WHAT THE EXERCISE ASKS:
Repeat verbatim the stretch of the passage on C and C++ constants and operators from "Note that volatile" through "for reduntant reads).".

Legitimate floating-point constant values are: 1e4, 1.0001, 47.0, 0.0 and -1.159e-77. You can add suffixes to force the type of floating-point number: f or F forces a float, L or l forces a long double, otherwise the number will be a double.

Character constants are characters surrounded by single quotes, as: 'A', '0', ' '. Notice there is a big difference between the character '0' (ASCII 96) and the value 0. Special characters are represented with the "backslash escape": '\n' (newline), '\t' (tab), '\\' (backslash), '\r' (carriage return), '\"' (double quotes), '\'' (single quote), etc. You can also express char constants in octal: '\17' or hexadecimal: '\xff'.

volatile

Whereas the qualifier const tells the compiler "this never changes" (which allows the compiler to perform extra optimizations) the qualifier volatile tells the compiler "you never know when this will change," and prevents the compiler from performing any optimizations. Use this keyword when you read some value outside the control of your code, such as a register in a piece of communication hardware. A volatile variable is always read whenever its value is required, even if it was just read the line before.

A special case of some storage being "outside the control of your code" is in a multithreaded program. If you're watching a particular flag that is modified by another thread or process, that flag should be volatile so the compiler doesn't make the assumption that it can optimize away multiple reads of the flag.

Note that volatile may have no effect when a compiler is not optimizing, but may prevent critical bugs when you start optimizing the code (which is when the compiler will begin looking for reduntant reads).

The const and volatile keywords will be further illuminated in a later chapter.

Operators and their use

This section covers all the operators in C and C++.

All operators produce a value from their operands. This value is produced without modifying the operands, except with the assignment, increment and decrement operators. Modifying an operand is called a side effect. The most common use for operators that modify their operands is to generate the side effect, but you should keep in mind that the value produced is available for your use just as in operators without side effects.

Assignment

Assignment is performed with the operator =. It means "take the right-hand side (often called the rvalue) and copy it into the left-hand side (often called the lvalue). An rvalue is any constant, variable, or expression that can produce a value, but an lvalue must be a distinct, named variable (that is, there must be a physical space in which to store data). For instance, you can assign a constant value to a variable (A = 4;), but you cannot assign anything to constant value - it cannot be an lvalue (you can't say 4 = A;).

RECORDS SHOWN:

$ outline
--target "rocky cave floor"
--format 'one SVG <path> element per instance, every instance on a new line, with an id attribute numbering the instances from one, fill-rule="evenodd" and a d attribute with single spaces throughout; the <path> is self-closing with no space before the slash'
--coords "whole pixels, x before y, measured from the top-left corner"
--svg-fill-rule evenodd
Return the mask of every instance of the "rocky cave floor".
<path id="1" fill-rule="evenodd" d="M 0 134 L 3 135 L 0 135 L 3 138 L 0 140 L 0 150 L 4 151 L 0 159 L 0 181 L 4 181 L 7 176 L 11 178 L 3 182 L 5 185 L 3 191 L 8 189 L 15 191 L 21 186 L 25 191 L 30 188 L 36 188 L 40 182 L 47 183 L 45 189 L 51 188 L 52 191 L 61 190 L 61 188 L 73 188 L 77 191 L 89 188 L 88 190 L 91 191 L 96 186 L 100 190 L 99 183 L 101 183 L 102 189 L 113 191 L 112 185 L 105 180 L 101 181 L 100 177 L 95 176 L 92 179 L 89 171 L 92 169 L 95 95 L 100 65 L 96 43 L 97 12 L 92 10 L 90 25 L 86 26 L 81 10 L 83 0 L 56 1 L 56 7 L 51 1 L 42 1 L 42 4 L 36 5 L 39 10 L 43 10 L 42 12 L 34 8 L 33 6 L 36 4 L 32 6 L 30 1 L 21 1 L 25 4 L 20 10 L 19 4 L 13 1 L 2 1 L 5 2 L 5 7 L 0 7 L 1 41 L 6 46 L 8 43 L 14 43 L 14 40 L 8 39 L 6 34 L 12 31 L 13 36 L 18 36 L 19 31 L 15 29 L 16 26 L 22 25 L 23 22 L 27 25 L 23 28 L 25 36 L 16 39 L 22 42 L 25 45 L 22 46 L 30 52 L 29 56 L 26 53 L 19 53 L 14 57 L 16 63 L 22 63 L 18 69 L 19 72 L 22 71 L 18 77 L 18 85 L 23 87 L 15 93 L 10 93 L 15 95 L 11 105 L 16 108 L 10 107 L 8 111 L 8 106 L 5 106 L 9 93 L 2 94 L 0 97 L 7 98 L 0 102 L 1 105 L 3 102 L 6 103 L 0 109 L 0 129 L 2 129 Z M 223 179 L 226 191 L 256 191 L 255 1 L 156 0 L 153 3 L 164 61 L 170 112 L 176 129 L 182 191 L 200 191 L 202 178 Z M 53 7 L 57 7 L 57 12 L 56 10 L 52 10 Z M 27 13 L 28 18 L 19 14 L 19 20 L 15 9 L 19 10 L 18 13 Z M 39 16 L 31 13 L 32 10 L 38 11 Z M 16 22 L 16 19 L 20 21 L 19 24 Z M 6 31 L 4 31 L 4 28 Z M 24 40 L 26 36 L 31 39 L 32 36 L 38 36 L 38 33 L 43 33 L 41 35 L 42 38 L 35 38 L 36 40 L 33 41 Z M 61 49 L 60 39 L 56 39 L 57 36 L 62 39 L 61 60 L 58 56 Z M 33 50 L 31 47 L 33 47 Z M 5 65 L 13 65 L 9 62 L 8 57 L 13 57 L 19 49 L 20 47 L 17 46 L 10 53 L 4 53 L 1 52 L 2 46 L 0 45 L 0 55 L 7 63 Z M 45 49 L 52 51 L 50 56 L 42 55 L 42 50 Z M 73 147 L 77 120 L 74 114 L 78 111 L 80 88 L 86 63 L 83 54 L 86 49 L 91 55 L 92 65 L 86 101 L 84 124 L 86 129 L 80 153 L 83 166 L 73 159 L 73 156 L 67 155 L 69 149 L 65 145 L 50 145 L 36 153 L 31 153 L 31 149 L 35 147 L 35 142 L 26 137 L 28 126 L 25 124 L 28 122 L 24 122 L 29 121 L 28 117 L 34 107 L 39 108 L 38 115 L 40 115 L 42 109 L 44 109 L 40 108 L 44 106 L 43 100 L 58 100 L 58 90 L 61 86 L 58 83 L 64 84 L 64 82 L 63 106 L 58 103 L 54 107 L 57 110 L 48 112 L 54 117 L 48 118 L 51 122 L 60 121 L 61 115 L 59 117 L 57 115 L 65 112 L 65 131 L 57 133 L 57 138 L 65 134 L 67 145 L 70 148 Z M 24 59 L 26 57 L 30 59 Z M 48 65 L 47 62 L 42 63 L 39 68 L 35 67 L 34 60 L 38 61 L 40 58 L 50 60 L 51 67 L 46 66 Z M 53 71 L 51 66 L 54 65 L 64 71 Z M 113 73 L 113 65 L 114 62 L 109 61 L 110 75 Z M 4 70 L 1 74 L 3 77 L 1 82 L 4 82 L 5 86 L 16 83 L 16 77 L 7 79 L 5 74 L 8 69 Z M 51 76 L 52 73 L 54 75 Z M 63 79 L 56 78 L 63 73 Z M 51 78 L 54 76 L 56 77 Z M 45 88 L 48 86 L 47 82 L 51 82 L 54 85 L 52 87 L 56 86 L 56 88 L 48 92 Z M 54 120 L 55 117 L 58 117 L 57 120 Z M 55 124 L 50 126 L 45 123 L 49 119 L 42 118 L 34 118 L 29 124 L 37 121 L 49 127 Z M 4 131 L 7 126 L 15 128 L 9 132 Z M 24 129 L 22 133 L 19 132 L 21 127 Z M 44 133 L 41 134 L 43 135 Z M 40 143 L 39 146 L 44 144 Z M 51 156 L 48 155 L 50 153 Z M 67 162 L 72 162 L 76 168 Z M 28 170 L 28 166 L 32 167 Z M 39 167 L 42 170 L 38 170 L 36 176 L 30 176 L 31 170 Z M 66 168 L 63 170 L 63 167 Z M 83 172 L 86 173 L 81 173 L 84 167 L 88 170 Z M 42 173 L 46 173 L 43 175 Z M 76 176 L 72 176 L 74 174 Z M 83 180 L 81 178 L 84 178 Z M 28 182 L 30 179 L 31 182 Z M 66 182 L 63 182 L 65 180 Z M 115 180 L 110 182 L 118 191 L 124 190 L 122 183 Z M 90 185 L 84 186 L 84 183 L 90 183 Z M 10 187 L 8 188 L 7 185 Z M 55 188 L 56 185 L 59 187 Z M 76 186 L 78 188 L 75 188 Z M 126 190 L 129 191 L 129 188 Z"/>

FULL OUTPUT:
Note that volatile may have no effect when a compiler is not optimizing, but may prevent critical bugs when you start optimizing the code (which is when the compiler will begin looking for reduntant reads).